>> BEGIN SUPPLIED DATA

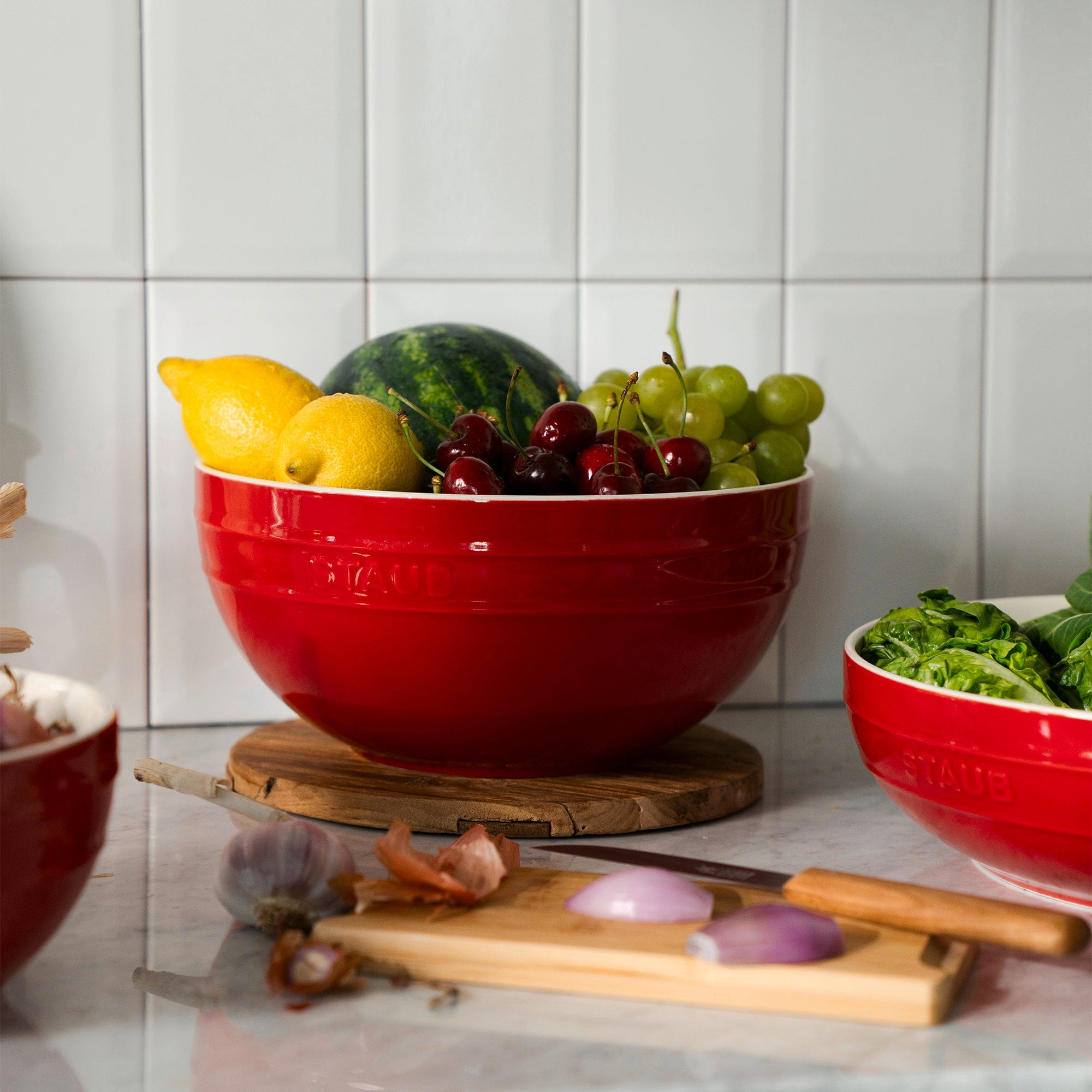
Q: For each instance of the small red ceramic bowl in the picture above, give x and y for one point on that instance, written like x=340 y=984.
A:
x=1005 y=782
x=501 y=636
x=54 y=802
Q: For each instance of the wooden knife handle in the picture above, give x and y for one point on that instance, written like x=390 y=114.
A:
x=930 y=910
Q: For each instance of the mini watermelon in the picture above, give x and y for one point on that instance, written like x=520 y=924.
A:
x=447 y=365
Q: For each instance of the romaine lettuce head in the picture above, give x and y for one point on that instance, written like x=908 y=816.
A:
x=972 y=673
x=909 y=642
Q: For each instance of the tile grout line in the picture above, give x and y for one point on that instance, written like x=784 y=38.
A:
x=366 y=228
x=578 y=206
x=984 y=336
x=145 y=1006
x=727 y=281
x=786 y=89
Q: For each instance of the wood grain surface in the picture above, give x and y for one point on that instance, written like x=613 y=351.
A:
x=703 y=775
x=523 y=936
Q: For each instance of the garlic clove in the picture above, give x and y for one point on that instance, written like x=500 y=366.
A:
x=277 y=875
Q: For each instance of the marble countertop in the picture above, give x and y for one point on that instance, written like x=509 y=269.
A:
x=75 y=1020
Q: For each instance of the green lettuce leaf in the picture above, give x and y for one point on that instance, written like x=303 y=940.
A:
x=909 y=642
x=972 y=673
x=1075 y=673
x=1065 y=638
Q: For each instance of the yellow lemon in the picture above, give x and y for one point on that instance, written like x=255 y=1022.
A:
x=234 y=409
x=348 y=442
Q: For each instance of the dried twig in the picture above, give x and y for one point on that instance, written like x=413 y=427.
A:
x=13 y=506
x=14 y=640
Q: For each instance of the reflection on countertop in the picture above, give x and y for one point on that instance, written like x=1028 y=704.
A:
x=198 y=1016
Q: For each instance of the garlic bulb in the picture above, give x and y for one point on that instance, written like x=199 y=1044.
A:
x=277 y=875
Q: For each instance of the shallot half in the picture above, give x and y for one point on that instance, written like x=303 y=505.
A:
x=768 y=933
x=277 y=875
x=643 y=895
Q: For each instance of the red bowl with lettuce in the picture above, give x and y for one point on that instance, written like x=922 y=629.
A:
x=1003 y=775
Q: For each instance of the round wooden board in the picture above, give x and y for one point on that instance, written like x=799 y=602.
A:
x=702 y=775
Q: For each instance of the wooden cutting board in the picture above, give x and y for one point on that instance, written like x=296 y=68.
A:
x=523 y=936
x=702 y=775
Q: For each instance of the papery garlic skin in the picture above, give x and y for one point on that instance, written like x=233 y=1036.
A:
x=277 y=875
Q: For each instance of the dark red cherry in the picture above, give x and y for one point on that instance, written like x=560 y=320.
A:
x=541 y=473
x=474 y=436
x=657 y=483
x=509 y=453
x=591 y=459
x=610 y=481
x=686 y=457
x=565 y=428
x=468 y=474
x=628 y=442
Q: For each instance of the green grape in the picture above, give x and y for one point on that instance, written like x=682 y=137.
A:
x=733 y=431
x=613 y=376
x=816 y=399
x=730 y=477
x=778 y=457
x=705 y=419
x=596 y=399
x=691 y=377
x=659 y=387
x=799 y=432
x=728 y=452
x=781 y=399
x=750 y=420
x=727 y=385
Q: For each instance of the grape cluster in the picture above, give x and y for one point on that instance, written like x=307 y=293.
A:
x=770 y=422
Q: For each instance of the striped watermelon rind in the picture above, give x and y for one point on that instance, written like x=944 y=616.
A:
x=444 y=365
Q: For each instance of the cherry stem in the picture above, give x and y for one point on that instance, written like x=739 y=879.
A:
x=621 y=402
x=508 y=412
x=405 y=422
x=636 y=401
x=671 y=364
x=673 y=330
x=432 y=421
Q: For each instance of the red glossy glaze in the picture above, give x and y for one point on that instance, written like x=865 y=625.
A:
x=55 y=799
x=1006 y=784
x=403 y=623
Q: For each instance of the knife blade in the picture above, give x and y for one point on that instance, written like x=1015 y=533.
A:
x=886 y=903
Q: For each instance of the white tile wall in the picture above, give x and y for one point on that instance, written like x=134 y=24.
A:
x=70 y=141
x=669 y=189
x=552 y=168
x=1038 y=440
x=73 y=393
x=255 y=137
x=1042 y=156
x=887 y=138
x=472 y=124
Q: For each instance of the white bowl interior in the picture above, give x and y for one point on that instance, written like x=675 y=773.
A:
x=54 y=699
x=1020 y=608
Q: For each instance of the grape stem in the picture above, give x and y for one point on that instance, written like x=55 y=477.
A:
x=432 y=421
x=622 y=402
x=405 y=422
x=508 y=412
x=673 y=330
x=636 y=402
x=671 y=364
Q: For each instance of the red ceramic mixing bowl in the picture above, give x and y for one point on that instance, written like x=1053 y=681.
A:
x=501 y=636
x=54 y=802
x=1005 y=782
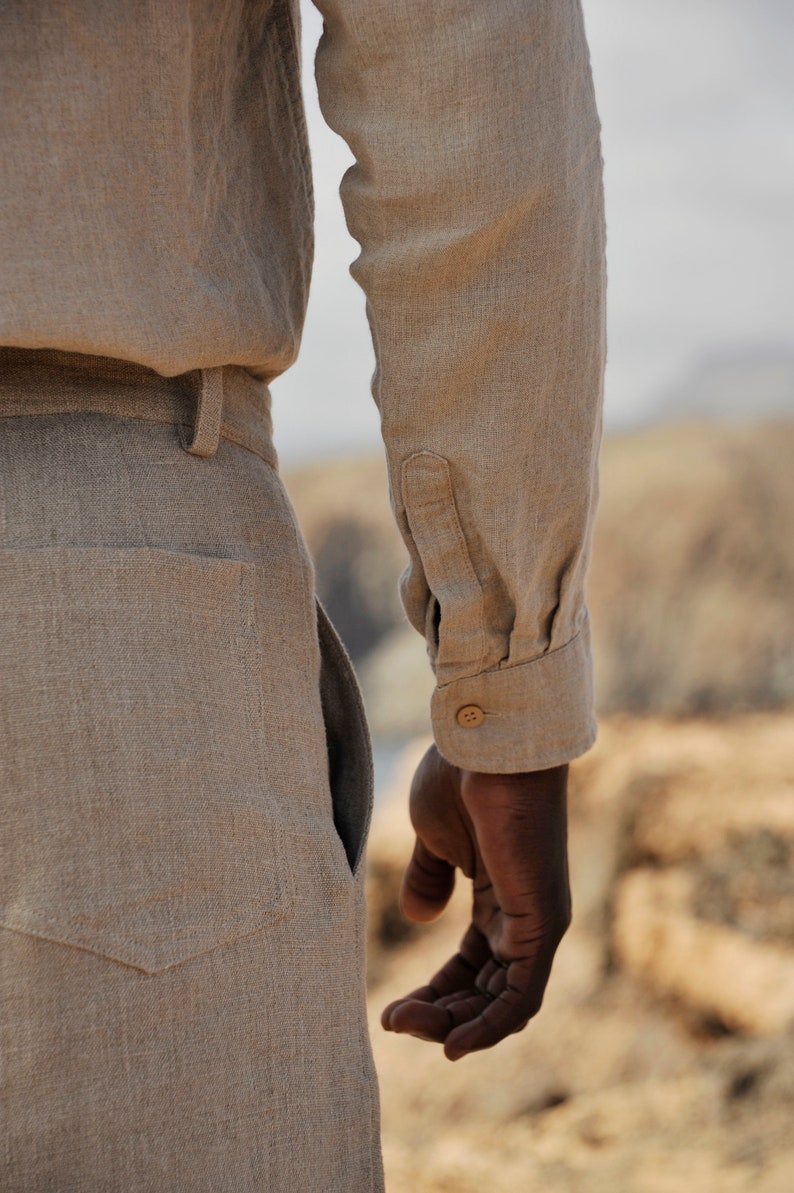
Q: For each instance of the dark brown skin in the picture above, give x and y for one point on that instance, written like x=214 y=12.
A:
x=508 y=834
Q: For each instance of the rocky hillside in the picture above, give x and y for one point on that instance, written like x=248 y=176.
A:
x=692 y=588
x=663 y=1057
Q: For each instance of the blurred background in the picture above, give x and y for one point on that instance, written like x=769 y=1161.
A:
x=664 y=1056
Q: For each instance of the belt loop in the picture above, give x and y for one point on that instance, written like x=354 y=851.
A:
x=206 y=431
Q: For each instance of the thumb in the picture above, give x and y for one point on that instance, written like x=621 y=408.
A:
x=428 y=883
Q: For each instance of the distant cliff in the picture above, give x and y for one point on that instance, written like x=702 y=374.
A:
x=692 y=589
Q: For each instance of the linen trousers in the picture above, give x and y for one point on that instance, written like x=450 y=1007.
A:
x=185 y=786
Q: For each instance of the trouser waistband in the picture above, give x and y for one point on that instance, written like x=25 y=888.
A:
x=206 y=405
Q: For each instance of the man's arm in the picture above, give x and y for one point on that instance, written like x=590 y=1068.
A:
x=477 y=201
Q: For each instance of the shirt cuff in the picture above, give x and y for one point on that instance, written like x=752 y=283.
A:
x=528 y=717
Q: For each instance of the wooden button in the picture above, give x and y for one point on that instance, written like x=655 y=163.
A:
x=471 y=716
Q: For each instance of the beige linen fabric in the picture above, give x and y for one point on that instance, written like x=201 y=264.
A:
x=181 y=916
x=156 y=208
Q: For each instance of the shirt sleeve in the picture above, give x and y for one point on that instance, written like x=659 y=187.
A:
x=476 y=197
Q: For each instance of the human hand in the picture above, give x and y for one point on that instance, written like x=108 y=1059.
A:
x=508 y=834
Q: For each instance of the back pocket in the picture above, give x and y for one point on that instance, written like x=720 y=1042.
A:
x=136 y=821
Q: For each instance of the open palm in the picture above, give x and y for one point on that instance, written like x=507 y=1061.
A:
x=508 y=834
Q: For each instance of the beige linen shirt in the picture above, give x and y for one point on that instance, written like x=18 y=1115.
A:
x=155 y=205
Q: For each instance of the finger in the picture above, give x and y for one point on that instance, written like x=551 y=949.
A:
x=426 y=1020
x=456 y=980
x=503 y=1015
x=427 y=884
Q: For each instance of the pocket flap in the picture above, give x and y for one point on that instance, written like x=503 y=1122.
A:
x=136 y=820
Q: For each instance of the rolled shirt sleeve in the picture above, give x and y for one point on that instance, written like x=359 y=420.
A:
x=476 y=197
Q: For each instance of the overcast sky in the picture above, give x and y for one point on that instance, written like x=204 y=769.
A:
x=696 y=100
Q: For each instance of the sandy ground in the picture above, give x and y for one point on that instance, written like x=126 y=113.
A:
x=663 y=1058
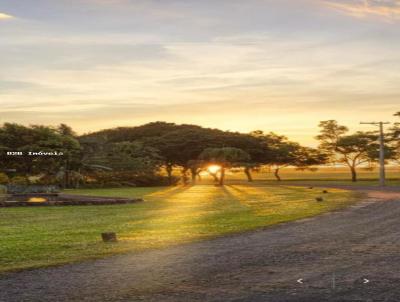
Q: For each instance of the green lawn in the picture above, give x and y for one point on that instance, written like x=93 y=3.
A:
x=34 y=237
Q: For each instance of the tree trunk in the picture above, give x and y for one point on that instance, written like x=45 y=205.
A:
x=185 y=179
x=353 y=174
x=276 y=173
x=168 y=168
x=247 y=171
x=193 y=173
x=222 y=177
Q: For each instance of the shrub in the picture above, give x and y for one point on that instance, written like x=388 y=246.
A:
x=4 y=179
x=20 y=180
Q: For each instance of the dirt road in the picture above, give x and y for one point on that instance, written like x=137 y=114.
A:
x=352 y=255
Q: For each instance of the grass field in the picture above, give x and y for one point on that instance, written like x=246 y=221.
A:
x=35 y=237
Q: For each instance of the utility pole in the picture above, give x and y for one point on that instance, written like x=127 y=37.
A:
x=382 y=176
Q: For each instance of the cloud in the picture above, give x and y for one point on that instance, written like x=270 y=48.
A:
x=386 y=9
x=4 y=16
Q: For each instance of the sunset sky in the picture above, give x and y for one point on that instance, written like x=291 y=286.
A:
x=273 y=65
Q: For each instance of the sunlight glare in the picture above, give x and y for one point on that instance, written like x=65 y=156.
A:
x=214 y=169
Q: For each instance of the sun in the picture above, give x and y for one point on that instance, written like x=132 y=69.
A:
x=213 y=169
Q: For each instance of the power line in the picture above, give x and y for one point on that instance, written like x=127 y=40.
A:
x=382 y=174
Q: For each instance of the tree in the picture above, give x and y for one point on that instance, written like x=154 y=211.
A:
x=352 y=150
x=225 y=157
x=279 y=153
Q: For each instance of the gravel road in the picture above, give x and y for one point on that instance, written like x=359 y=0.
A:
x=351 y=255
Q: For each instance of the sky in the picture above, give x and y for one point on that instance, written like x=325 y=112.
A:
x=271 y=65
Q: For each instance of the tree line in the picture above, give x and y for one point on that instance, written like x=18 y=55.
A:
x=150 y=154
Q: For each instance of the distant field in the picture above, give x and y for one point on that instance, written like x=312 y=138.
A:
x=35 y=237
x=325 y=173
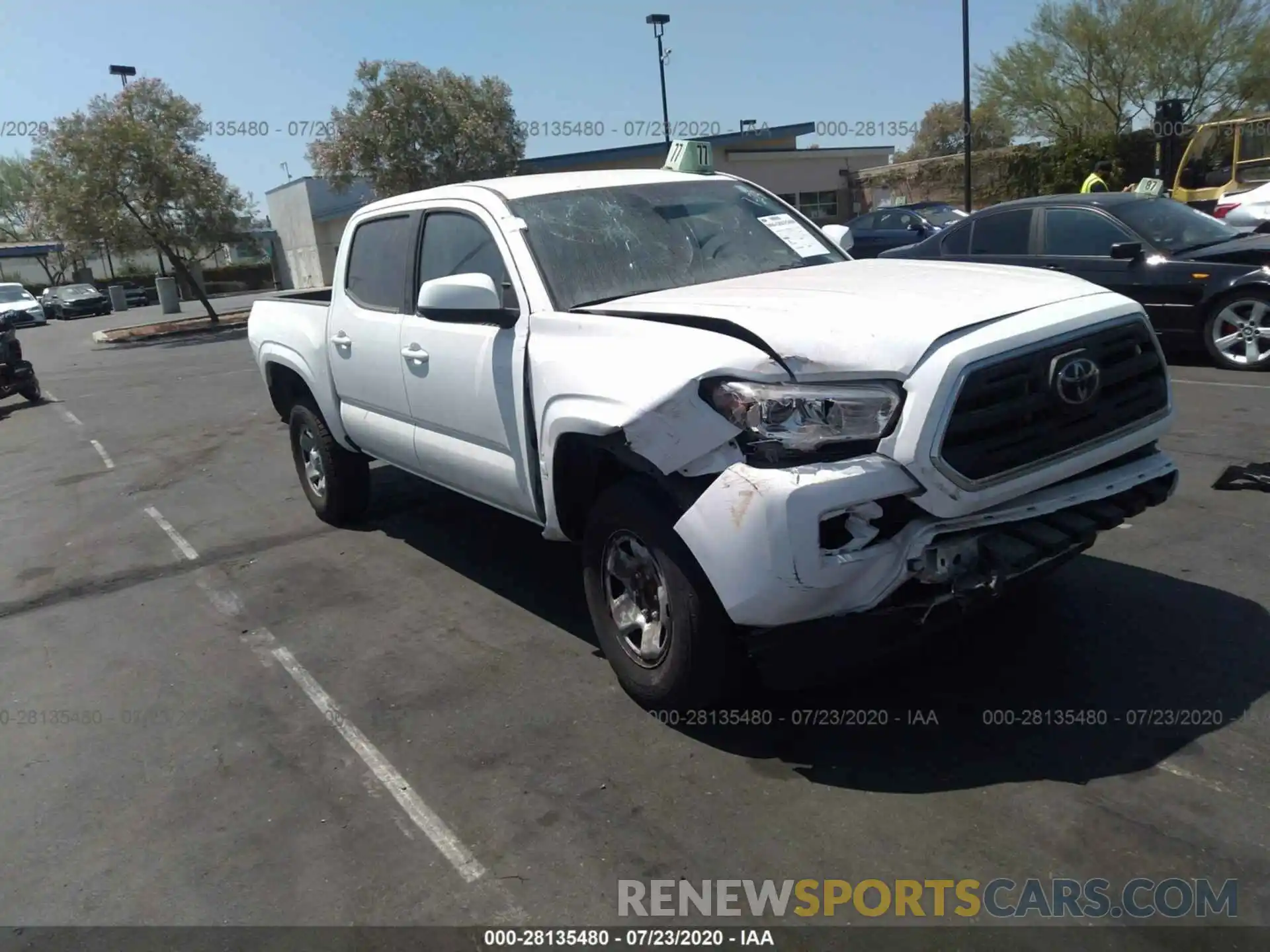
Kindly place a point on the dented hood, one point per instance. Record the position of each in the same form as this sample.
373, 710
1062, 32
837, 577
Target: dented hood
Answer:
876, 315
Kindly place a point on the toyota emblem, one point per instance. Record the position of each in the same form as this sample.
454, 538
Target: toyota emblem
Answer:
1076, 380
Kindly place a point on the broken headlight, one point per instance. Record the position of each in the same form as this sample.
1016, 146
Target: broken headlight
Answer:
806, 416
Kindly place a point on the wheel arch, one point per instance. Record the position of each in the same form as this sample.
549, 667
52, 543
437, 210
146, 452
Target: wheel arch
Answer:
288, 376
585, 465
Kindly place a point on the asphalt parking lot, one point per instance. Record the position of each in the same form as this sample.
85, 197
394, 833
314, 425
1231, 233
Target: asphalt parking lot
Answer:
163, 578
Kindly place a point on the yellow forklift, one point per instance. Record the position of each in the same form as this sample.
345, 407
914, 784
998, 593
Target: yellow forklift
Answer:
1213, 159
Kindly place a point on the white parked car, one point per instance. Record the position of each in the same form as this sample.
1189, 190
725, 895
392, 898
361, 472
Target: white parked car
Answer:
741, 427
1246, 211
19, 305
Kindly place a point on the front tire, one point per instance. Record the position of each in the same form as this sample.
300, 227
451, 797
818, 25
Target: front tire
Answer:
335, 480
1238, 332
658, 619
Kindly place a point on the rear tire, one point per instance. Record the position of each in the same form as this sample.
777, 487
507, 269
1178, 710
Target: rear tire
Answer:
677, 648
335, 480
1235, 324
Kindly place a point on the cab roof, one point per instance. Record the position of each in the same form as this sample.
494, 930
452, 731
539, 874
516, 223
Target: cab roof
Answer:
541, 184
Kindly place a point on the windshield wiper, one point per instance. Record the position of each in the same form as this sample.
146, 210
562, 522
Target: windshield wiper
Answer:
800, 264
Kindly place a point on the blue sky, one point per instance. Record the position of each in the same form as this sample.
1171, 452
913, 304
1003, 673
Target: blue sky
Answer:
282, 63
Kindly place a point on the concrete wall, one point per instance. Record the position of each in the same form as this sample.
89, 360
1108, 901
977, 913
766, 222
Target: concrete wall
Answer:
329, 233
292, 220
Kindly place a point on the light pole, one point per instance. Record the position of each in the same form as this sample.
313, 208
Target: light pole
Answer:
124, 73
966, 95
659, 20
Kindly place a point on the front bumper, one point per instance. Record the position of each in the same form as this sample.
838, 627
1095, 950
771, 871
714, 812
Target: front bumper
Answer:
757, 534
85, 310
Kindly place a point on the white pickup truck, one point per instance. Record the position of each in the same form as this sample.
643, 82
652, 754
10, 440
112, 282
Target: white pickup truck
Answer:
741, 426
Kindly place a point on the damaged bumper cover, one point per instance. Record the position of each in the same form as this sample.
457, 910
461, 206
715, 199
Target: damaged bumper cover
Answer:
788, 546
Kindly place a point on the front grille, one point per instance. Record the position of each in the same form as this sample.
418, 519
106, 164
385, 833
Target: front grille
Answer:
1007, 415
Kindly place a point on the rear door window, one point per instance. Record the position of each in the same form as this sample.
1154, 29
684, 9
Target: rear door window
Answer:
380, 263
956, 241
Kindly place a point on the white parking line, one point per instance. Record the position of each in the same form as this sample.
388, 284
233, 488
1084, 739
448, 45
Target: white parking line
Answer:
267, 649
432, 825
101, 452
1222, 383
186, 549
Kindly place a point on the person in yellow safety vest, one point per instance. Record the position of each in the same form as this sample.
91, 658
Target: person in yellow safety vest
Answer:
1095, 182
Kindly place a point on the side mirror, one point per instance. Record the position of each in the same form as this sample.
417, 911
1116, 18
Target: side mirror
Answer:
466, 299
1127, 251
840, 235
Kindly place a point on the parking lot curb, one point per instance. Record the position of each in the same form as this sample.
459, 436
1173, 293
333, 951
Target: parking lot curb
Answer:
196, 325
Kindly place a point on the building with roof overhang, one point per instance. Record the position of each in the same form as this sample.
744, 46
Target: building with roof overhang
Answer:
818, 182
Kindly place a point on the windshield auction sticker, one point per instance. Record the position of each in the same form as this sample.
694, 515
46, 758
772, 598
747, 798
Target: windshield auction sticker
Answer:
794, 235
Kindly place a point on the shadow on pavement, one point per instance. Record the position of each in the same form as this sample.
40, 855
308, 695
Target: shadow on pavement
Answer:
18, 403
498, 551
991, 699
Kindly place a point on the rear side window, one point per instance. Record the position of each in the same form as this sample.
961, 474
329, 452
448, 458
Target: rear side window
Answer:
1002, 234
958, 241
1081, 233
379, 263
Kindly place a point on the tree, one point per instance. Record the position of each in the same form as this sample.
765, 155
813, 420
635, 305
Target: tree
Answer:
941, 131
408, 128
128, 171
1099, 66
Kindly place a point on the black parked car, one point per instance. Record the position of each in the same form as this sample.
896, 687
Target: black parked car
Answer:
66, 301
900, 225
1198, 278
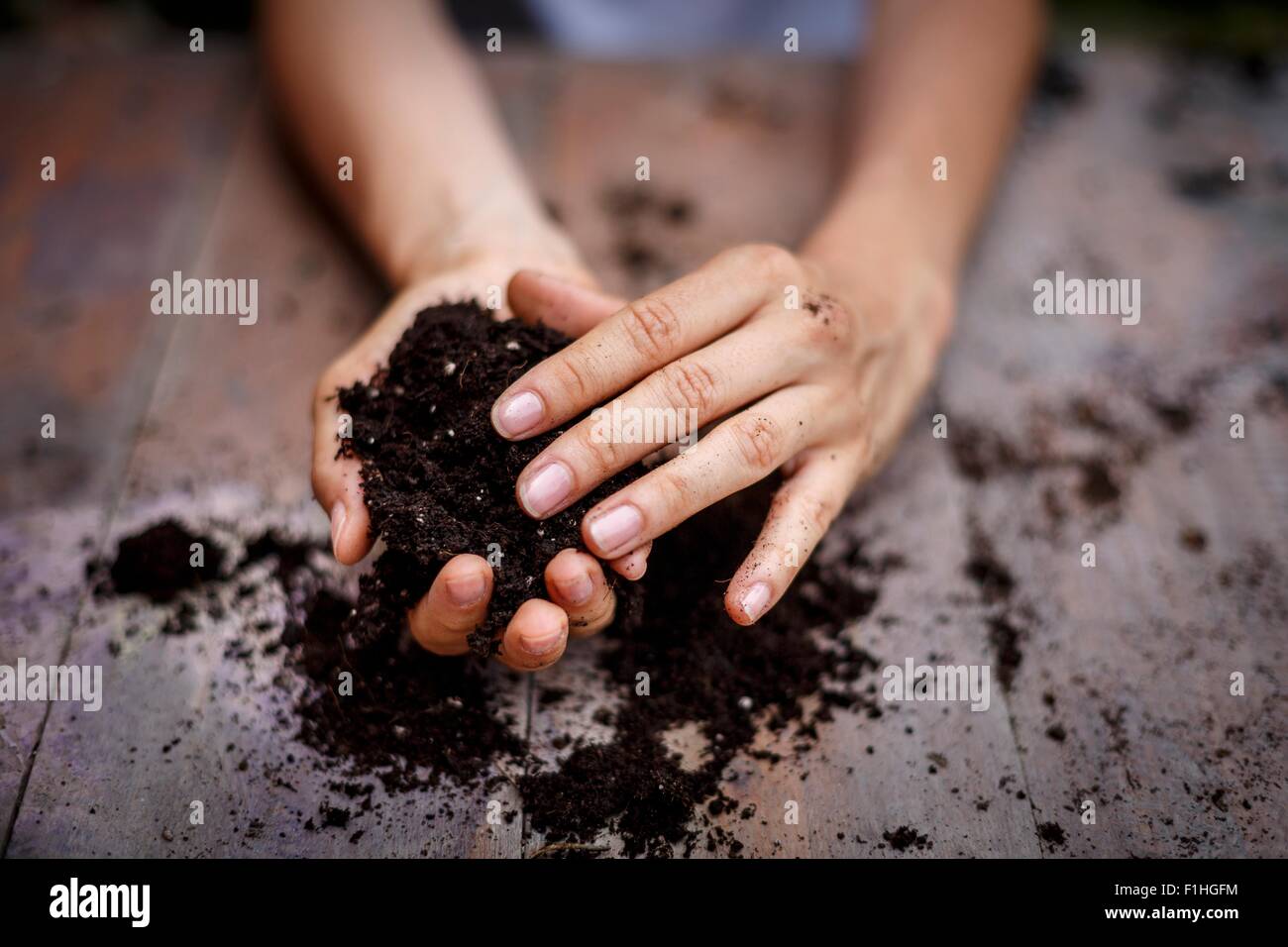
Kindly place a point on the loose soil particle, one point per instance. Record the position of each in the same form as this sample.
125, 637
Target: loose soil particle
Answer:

>> END SUPPLIED DATA

__YOUR GOAL__
Each line from the one bearing "Kindly place a point on the side" through the final line of the records is to be copied exactly, and no pictures are to be included.

__TASK SOLUTION__
Kindly place a point on the side mirror, one point per instance. Record the position of each in the same form as this sample.
417, 911
1116, 18
Target: side mirror
Answer:
466, 299
1127, 251
840, 235
Kindly place a point on the parking lot curb, one point per instance. Record the position of each in the same form as this sample.
459, 436
1173, 293
333, 951
Target: parking lot curb
Answer:
196, 325
Kindly place a point on the building with roof overhang, one point per instance. Record the position of each in the same form as this sample.
744, 46
Target: building with roof overhang
Answer:
818, 182
Kindly place a point on the windshield auction sticker, one point per instance. Record the position of each in the same form as this sample.
694, 515
46, 758
772, 598
747, 798
Target: windshield auction sticker
Answer:
794, 235
Kindly place a point on the shadow on pavement, one point per instance. Record the position of each in the same form as this sample.
40, 855
308, 695
Target: shadow on pavement
Answer:
18, 403
498, 551
991, 699
Kindly place a point on the rear side window, one point per instance. Record the position of each in the same form as this sample.
961, 474
329, 452
448, 458
Target: rear side window
Answer:
1002, 234
958, 241
1081, 233
379, 263
Kindly place a point on the tree, one point per instance. Record the position of each in the same form as this sample.
765, 155
813, 420
635, 305
Target: tree
Answer:
941, 131
408, 128
128, 171
1099, 66
Kindly place a point on the black parked car, one point per instance. Record the position of each in the same form as this sample.
896, 687
Target: black parked car
Answer:
66, 301
900, 225
1198, 278
Kindly place a point on the loose soil particle, one point per instance. Record the position of each in the same form as this sample.
125, 637
Target: loose soil particle
Answer:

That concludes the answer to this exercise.